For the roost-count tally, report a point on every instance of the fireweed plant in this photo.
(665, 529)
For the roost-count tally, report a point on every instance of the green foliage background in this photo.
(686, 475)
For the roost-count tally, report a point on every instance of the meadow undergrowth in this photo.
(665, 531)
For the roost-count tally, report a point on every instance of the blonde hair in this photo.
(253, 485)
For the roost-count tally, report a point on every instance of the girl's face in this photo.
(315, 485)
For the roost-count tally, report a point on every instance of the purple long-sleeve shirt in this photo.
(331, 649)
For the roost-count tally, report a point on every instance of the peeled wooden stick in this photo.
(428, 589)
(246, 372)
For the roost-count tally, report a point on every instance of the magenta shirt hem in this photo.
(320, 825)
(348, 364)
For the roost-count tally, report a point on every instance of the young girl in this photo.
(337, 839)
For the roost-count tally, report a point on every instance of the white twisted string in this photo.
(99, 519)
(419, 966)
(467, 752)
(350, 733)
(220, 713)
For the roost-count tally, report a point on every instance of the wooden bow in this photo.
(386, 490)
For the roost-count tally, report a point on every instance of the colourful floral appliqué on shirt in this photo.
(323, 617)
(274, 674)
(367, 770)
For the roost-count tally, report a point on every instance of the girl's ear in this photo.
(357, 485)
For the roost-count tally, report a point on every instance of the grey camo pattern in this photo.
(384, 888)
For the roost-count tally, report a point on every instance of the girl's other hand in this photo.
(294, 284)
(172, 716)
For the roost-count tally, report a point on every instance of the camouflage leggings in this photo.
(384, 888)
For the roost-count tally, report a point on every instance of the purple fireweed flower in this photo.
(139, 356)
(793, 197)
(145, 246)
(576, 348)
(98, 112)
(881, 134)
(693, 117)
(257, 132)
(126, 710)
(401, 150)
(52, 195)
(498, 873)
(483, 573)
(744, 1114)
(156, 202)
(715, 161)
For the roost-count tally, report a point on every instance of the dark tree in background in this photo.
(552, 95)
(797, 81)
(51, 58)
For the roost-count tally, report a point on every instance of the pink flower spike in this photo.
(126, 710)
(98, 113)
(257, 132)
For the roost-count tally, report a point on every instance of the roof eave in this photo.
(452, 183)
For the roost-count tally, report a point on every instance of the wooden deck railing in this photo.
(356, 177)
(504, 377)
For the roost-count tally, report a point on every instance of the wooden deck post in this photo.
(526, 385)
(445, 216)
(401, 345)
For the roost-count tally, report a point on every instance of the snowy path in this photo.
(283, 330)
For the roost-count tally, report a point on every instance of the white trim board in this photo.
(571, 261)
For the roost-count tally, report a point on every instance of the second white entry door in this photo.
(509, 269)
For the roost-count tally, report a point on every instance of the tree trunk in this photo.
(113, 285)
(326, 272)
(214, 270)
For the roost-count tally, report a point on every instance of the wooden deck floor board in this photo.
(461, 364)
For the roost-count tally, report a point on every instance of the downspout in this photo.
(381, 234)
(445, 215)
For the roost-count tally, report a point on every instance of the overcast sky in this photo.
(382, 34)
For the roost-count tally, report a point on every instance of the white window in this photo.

-.-.-

Your task - Write out all the data again, exactly as it appears.

Reply to the task -
For the roost-count tally, report a point on every instance of the fireweed plant in this photo.
(665, 529)
For the roost-count tally, report a point on every instance of the green foliage background in this photo.
(686, 475)
For the roost-count tally, report a point on every instance of the meadow undergrowth in this photo.
(665, 531)
For the roost-count tally, report a point on every instance of the blonde hair in this photo.
(253, 485)
For the roost-count tally, report a point on every instance of the girl's face in this photo.
(315, 485)
For the roost-count tally, report a point on every instance of the purple long-sleeve shirt in this photo.
(331, 649)
For the roost-count tally, report a point on every instance of the peeled wooden stick in this photo.
(428, 589)
(246, 372)
For the roost-count tally, report a point on every instance of the magenta shirt hem in this photo.
(320, 825)
(348, 364)
For the roost-count tally, report a point on every instance of the young girl in this photo.
(337, 839)
For the roost-count tally, report a point on every instance of the white twisted string in this photo.
(99, 519)
(419, 966)
(467, 752)
(350, 733)
(220, 713)
For the roost-count tally, report a point on every instance of the wooden bow in this photo.
(386, 490)
For the roost-count tally, report a point on every instance of the colourful floral appliqué on shirt in this photo.
(323, 617)
(274, 674)
(367, 770)
For the roost-count tally, report a point on every instance of the girl's ear in this photo.
(357, 485)
For the roost-count tally, report a point on every instance of the grey camo pattern in this photo.
(384, 888)
For the roost-count tally, report a point on every instance of the girl's other hand in this photo.
(294, 284)
(172, 716)
For the roost-count tally, report a point on every instance of the camouflage leggings in this photo.
(384, 888)
For the roost-count tally, report a point on every instance of the purple fireweed flower in this photo.
(139, 356)
(793, 197)
(145, 246)
(576, 348)
(98, 112)
(881, 134)
(693, 117)
(257, 132)
(126, 710)
(401, 150)
(52, 195)
(498, 873)
(483, 573)
(744, 1114)
(156, 202)
(715, 161)
For the roost-count tally, report a point on every instance of the dark tree in background in this photo.
(552, 95)
(797, 81)
(51, 58)
For the roost-count tally, report a point on every instance of the pink flower spike in this photo.
(126, 710)
(98, 113)
(257, 132)
For the roost-count tally, report a point on every instance of the roof eave in this photo.
(452, 183)
For the roost-count tally, report a point on every instance of the wooden deck railing in this photo.
(356, 177)
(504, 377)
For the roost-count tally, report a point on every instance of the wooden deck post in this photo.
(526, 385)
(445, 216)
(401, 345)
For the roost-count tally, report a point on every instance of the snowy path in this photo.
(283, 330)
For the roost-count tally, report a point on every instance of the white trim board in this photo.
(571, 261)
For the roost-count tally, report a point on every instance of the second white entry door in this photo.
(509, 269)
For the roost-count tally, report a point on every instance of the tree trunk in this photo.
(113, 285)
(326, 272)
(214, 270)
For the roost-count tally, report a point on every instance of the wooden deck floor board in this photo.
(461, 364)
For the roost-count tally, report a point on every instance of the downspout in this photo.
(381, 234)
(445, 215)
For the roost-count tally, report a point on every instance of the overcast sky in this photo.
(382, 34)
For the roost-count tally, report a point on every instance of the white window in this photo.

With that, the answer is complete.